Given task: Can you retype all of the following data verbatim, keeping every line as it is?

(Records from a data collection)
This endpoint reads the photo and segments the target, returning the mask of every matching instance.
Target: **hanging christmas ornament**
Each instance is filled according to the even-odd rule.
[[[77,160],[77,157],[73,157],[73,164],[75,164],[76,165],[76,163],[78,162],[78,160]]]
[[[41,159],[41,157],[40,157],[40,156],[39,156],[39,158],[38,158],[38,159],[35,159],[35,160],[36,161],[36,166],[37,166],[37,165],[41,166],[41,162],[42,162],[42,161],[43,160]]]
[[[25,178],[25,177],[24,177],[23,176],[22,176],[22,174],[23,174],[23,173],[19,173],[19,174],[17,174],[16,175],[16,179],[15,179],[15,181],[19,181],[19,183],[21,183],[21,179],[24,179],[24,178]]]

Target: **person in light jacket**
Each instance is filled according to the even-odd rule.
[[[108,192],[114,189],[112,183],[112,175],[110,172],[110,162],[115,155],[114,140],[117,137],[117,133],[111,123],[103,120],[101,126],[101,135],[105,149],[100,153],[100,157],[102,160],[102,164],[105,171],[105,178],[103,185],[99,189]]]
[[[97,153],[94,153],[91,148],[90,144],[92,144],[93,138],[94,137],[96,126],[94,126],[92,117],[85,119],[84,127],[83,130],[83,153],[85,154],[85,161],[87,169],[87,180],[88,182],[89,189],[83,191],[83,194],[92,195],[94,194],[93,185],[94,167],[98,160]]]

Result of this exercise:
This endpoint reads the photo and segments the target, returning the mask of every matching instance.
Target: **hanging christmas ornament**
Each instance is filled according to the even-odd rule.
[[[77,160],[77,157],[73,157],[73,164],[75,164],[76,165],[76,163],[78,162],[78,160]]]
[[[41,159],[41,157],[40,157],[40,156],[39,156],[39,158],[38,158],[38,159],[35,159],[35,160],[36,161],[36,166],[37,166],[37,165],[41,166],[41,162],[42,162],[42,161],[43,160]]]
[[[25,178],[25,177],[24,177],[23,176],[22,176],[22,174],[23,174],[23,173],[19,173],[19,174],[17,174],[16,175],[16,179],[15,179],[15,181],[19,181],[19,183],[21,183],[21,179],[24,179],[24,178]]]

Target: **person in light jacket**
Each instance is filled according to the even-odd rule.
[[[108,192],[114,189],[112,183],[112,175],[110,172],[110,162],[115,155],[114,140],[117,137],[117,133],[111,123],[103,120],[101,126],[101,135],[105,149],[100,153],[100,157],[102,160],[102,164],[105,171],[105,178],[103,185],[99,189]]]
[[[97,153],[94,153],[91,148],[90,144],[92,144],[93,138],[94,137],[96,126],[94,126],[92,117],[85,119],[84,127],[83,130],[83,153],[85,154],[85,161],[87,169],[87,180],[88,182],[89,189],[83,191],[83,194],[92,195],[94,194],[93,185],[94,167],[98,160]]]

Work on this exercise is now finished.